(Items listed in a dataset)
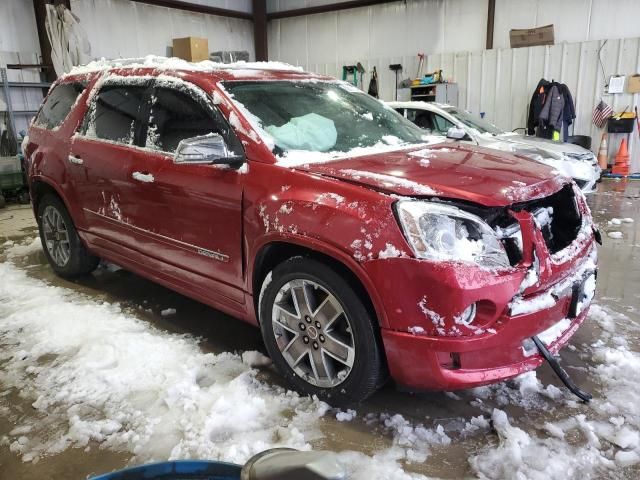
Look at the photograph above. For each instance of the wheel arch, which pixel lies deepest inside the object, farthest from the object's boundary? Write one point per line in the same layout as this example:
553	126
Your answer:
40	187
275	252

■ GOAL:
Render every line of the data above as a JSON list of strings, with one string per line and no blank lines. Leave the pictures out.

■ RESULT OF THIS EXERCISE:
[
  "Look at the photograph above. For each instance of the wheel arch, which pixel lies deepest inside the object, farthest from the object's boundary? Write one point per line in the same layout as this example:",
  "553\t126",
  "Your answer:",
  "40\t187",
  "275\t252"
]